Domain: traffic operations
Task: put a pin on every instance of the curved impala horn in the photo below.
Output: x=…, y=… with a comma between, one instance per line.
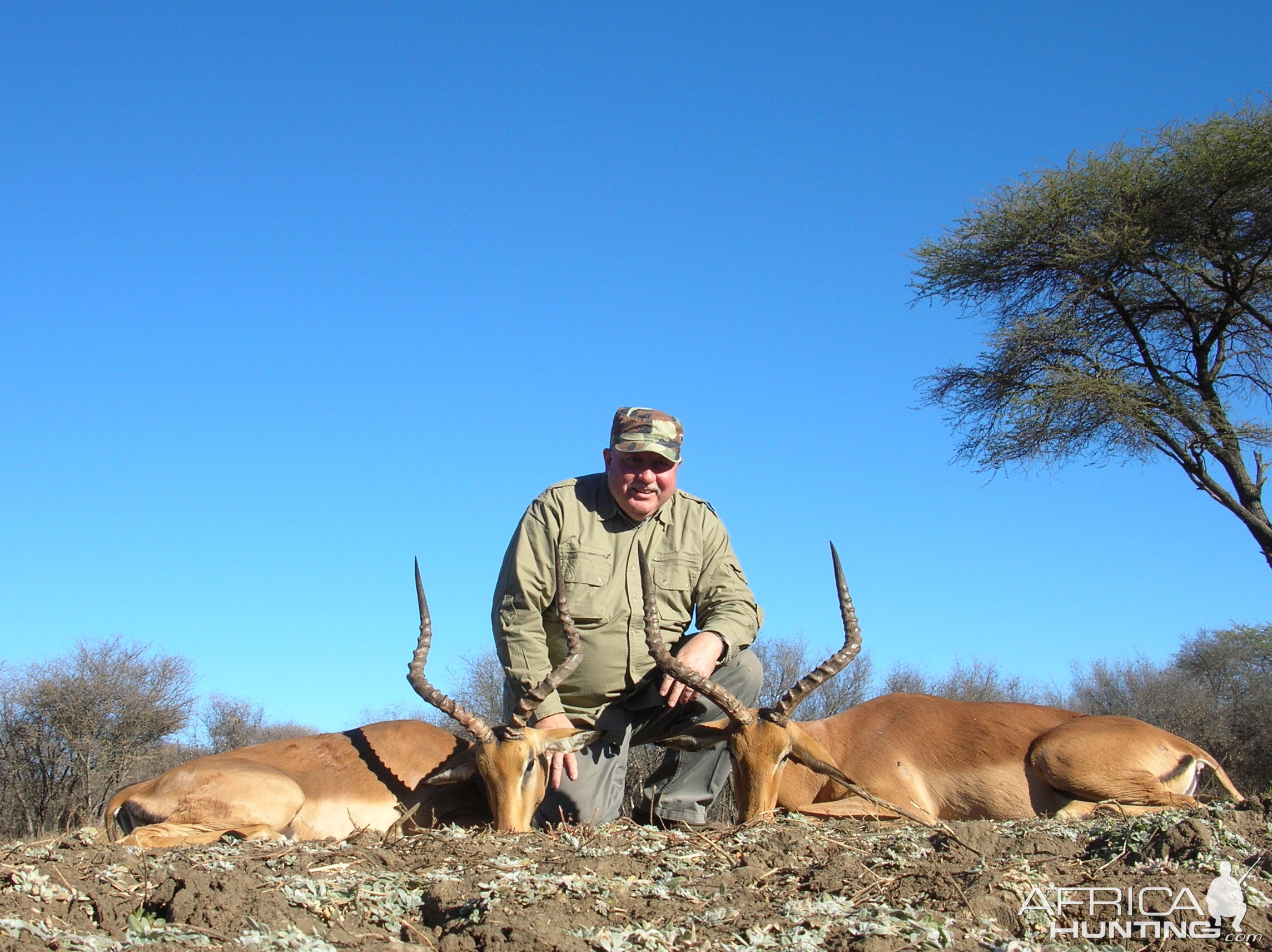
x=574, y=654
x=838, y=661
x=731, y=706
x=475, y=726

--------

> **STATED TASK**: Substitute "spiral kudu horn" for "curved impala horn" in the lines above and leave everything else as it stands. Omit the picture from your answer.

> **FINAL RESULT**:
Domain: traffic operations
Task: put a pin on every instance of the spiral kudu horn in the photo below.
Output: x=…, y=… with a comma between, one instance per line.
x=574, y=654
x=838, y=661
x=731, y=706
x=475, y=726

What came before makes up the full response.